**Assignment 1**
In the passage on sleep habits, retype the text from "- Removing electronics, including" up to and including "Because they work!".
**Assignment 2**
According to the passage on sleep habits, why should computers and televisions be removed from the bedroom? Answer in one to three sentences.
**Assignment 3**
Translate this sentence from the passage on sleep habits into Spanish: "If you want to sleep well at night, it's important to cultivate good sleep habits."

**Passage shown**

To improve your sleep, you’ll want to engage in moderate exercise for at least 20 minutes per day.
For even better results, you can combine working out with light therapy by taking your exercise outdoors, giving you a double benefit!
Good Sleep Habits
If you want to sleep well at night, it’s important to cultivate good sleep habits.
Some of these include:
- Turning off electronics (and their stimulating blue lights) at least an hour before bed.
- Maintaining a consistent sleep schedule whenever possible, even on weekends.
- Avoiding stimulating activities in the evening. Instead, journal, read, meditate, or go for a leisurely walk, instead.
- Creating a sleep sanctuary in your bedroom, with comfortable bedding, dim lights, black out curtains, a white noise machine, and whatever else feels good for you.
- Removing electronics, including computers and televisions, from the bedroom so your mind considers it a place of rest, not mental stimulation.
Why have herbal remedies been passed down from generation to generation? Because they work!
Some of the most effective home remedies for insomnia include herbal teas and infusions, including:
- Lemon Balm
- Vitex Agnus Castus
Remember the circadian rhythm we talked about earlier? It regulates sleep hormones and lets your body know when it’s time to wake up versus time to sleep.

**Information shown**
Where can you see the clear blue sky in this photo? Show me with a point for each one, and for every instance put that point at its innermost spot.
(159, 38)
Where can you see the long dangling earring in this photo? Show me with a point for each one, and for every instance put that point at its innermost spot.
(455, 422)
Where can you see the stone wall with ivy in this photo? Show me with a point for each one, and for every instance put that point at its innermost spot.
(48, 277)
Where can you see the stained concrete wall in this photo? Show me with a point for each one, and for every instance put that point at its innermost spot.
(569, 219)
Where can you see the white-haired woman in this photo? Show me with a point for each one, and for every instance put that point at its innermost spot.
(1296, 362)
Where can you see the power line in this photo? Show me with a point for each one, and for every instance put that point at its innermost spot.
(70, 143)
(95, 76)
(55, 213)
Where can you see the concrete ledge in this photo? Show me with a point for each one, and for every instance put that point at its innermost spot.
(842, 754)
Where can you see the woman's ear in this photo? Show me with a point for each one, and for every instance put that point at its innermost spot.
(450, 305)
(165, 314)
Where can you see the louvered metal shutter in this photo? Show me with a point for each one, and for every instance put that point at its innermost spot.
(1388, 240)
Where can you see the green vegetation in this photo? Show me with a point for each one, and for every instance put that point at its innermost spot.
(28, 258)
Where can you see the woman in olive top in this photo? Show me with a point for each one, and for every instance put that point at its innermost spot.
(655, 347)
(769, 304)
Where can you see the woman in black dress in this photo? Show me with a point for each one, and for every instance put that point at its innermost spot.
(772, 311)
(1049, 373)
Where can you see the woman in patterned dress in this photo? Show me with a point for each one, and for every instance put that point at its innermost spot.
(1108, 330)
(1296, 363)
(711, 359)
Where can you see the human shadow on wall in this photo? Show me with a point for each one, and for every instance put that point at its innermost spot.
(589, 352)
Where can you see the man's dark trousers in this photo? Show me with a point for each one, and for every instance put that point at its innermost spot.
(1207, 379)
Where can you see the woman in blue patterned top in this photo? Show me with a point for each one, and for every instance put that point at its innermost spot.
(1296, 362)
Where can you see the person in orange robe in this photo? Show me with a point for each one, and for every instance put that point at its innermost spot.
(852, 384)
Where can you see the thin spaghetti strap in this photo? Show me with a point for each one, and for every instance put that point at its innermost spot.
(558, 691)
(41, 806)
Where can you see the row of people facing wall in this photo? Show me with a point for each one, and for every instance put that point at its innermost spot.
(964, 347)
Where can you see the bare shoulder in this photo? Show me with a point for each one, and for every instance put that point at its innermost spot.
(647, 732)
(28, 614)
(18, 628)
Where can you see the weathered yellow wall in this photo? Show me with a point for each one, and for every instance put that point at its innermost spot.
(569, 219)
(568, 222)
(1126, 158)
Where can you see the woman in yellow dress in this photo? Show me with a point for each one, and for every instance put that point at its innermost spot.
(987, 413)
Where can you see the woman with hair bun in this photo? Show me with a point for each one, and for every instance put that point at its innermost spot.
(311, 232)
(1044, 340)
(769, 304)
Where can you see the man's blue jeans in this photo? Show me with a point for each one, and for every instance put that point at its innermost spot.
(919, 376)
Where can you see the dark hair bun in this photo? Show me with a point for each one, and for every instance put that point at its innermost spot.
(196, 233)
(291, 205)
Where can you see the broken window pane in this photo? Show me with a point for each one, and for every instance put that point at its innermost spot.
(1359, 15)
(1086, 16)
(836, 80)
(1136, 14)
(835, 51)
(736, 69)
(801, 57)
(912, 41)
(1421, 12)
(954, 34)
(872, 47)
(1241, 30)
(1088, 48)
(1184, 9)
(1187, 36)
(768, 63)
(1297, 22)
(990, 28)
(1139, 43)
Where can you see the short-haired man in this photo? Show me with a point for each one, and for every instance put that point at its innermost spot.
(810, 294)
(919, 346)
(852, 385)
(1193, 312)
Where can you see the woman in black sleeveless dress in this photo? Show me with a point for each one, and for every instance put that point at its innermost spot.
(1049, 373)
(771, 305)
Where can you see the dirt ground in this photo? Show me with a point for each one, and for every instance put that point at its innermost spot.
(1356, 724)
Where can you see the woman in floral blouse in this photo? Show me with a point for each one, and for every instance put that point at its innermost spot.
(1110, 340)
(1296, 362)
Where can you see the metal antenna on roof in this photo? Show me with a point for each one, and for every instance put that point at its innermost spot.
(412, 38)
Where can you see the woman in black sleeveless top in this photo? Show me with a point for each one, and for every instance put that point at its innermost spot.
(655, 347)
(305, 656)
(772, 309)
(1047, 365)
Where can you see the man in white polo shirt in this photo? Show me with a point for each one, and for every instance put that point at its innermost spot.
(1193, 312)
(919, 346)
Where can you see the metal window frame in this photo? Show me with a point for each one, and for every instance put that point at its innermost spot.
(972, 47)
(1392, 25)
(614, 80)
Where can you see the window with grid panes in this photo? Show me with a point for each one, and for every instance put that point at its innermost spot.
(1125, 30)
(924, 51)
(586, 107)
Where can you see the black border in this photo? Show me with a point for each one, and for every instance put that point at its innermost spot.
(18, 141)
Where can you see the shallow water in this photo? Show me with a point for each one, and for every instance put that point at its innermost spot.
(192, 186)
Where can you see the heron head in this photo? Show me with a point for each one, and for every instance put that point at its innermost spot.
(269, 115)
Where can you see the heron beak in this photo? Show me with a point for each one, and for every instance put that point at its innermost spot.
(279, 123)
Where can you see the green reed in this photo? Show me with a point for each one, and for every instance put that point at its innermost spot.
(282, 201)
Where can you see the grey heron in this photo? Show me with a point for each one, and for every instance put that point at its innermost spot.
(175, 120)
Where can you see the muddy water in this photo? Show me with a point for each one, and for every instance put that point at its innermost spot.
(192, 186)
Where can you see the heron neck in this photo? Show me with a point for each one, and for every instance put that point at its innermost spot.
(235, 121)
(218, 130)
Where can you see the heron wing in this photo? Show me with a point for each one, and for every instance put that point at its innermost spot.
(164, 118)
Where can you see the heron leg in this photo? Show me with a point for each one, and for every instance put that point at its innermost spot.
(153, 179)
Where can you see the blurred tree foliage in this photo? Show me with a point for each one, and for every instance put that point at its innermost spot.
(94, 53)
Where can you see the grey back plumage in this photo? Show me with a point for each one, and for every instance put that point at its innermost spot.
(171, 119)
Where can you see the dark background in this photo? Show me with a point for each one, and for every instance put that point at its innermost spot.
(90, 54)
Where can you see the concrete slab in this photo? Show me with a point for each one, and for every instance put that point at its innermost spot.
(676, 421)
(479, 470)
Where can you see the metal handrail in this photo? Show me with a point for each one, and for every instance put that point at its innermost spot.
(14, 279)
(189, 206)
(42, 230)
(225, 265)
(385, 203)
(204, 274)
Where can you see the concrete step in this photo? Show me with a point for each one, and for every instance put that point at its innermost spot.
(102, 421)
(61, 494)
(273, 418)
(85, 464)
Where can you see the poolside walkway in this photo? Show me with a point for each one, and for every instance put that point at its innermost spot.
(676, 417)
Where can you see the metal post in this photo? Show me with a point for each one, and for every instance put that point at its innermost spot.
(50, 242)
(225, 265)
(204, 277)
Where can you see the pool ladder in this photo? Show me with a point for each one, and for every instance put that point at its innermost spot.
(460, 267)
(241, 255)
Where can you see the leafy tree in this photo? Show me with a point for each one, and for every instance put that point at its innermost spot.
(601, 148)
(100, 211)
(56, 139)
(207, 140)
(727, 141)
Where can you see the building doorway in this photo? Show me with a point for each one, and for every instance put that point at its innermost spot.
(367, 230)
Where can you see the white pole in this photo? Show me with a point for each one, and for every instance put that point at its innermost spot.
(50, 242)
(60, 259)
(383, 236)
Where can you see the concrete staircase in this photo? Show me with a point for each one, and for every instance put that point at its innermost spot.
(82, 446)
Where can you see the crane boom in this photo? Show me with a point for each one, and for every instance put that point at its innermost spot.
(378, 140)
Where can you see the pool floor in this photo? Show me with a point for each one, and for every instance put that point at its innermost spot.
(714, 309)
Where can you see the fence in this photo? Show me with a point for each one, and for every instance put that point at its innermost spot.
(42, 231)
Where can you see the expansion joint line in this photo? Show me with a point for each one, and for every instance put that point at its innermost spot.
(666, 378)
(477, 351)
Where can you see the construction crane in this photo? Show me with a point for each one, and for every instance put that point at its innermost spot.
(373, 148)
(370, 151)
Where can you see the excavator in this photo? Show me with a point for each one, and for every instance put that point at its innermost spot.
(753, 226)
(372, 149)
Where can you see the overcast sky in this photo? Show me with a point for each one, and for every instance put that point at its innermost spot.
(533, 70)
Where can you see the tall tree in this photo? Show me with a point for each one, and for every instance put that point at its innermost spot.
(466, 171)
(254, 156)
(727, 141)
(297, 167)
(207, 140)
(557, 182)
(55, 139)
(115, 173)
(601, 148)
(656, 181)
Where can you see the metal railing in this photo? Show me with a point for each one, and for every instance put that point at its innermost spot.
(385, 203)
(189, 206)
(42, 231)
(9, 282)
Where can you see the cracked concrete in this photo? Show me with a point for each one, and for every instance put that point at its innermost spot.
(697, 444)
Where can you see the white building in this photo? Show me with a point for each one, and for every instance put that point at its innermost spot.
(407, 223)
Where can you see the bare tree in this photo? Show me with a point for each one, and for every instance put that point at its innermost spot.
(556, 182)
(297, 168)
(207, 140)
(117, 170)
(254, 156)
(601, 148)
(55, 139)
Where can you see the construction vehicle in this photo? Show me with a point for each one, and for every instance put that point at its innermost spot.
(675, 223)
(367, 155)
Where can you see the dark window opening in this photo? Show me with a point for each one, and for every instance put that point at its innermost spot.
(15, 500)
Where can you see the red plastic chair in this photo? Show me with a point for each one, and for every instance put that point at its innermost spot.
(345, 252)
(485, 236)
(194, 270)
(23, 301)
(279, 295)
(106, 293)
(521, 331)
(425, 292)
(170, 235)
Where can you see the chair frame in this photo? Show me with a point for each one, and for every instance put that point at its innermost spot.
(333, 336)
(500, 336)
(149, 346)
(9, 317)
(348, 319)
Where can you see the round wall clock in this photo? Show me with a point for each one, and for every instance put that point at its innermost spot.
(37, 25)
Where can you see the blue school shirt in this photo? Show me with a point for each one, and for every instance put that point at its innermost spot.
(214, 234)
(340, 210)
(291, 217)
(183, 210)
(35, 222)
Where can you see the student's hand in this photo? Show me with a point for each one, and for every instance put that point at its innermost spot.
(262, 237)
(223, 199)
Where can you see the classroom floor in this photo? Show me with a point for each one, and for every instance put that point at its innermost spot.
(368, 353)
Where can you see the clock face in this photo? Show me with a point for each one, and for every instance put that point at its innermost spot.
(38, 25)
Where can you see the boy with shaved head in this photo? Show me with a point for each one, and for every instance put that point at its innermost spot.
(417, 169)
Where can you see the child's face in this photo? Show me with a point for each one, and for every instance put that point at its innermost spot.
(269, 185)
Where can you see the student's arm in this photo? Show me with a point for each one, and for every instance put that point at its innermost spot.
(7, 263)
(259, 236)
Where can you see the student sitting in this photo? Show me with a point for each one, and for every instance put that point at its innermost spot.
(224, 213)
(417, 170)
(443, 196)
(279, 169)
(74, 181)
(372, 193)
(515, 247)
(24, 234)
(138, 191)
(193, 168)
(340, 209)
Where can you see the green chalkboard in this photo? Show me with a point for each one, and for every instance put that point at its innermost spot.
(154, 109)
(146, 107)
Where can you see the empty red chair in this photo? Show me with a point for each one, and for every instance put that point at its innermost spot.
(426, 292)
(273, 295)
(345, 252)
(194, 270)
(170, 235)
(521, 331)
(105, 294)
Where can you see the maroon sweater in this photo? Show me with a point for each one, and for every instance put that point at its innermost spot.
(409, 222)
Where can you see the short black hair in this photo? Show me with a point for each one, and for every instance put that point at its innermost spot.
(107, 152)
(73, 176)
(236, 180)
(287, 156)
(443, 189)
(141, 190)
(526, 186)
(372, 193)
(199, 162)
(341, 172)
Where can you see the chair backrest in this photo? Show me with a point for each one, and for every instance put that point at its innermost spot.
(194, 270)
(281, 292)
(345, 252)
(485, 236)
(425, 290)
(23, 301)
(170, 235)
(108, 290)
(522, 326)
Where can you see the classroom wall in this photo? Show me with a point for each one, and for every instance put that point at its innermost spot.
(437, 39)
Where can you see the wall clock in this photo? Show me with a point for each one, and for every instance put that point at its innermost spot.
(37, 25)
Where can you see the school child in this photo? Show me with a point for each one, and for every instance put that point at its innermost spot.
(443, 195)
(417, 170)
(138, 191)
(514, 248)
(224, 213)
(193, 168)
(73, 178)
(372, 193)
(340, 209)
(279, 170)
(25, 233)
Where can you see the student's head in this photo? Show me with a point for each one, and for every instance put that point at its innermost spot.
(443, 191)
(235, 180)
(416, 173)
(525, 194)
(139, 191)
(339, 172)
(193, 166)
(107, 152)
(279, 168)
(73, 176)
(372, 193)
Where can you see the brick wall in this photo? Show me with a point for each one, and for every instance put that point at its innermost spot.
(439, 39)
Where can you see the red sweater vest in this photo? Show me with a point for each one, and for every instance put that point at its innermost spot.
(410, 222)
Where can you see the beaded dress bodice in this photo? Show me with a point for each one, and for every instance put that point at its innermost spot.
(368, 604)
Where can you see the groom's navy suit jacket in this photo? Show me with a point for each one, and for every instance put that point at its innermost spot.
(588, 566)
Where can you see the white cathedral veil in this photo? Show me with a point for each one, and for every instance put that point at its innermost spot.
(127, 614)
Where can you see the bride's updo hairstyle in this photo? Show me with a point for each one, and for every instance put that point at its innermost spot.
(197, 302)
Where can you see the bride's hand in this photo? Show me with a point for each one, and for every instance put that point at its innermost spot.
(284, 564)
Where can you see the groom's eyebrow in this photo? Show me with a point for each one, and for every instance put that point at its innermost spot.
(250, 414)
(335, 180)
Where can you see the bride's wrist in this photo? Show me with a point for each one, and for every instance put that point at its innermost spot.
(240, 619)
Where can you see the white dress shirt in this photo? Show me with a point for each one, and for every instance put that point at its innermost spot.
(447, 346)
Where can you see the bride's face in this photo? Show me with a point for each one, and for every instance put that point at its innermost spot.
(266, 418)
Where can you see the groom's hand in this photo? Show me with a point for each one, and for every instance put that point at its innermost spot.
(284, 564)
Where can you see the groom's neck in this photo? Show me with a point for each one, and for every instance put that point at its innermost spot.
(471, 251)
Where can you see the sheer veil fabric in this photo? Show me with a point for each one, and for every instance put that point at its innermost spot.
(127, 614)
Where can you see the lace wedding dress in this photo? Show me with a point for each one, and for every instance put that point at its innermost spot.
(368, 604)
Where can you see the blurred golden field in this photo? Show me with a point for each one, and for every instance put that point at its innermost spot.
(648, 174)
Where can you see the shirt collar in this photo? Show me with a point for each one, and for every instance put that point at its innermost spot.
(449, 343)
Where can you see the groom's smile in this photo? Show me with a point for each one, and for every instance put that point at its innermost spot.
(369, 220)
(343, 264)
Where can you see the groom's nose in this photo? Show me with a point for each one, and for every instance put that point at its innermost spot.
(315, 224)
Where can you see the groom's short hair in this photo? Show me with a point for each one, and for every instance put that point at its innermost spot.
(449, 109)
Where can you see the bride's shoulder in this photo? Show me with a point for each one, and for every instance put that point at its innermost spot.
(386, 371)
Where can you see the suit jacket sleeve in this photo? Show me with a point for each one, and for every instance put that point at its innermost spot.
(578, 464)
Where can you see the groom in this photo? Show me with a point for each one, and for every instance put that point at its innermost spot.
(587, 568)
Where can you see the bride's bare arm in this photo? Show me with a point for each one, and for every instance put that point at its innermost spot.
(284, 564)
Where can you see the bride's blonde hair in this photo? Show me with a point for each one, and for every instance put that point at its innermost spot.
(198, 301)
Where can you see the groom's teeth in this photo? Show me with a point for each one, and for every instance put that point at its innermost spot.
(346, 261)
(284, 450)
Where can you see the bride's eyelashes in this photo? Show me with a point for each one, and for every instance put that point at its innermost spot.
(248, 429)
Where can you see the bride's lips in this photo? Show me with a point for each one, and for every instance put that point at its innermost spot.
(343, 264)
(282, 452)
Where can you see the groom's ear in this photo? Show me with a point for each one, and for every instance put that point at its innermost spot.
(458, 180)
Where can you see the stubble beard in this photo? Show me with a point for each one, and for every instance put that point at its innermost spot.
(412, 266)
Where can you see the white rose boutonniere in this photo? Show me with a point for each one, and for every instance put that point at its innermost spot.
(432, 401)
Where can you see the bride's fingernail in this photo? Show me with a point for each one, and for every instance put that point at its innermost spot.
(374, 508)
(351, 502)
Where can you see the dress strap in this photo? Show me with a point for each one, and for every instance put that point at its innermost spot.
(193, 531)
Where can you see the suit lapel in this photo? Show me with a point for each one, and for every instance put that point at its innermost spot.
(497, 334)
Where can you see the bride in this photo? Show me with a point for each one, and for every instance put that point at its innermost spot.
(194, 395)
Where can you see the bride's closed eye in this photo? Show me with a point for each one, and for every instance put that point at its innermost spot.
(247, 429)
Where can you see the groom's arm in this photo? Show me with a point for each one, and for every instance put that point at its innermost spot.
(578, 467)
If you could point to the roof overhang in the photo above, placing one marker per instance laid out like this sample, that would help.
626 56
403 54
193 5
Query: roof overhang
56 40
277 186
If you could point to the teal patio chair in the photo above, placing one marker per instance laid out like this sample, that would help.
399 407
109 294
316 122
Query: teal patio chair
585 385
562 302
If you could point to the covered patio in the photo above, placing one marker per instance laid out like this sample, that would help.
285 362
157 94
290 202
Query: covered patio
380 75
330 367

**Final answer 1**
- Removing electronics, including computers and televisions, from the bedroom so your mind considers it a place of rest, not mental stimulation.
Why have herbal remedies been passed down from generation to generation? Because they work!

**Final answer 2**
They should be removed so that your mind considers the bedroom a place of rest rather than a place of mental stimulation.

**Final answer 3**
Si quieres dormir bien por la noche, es importante cultivar buenos hábitos de sueño.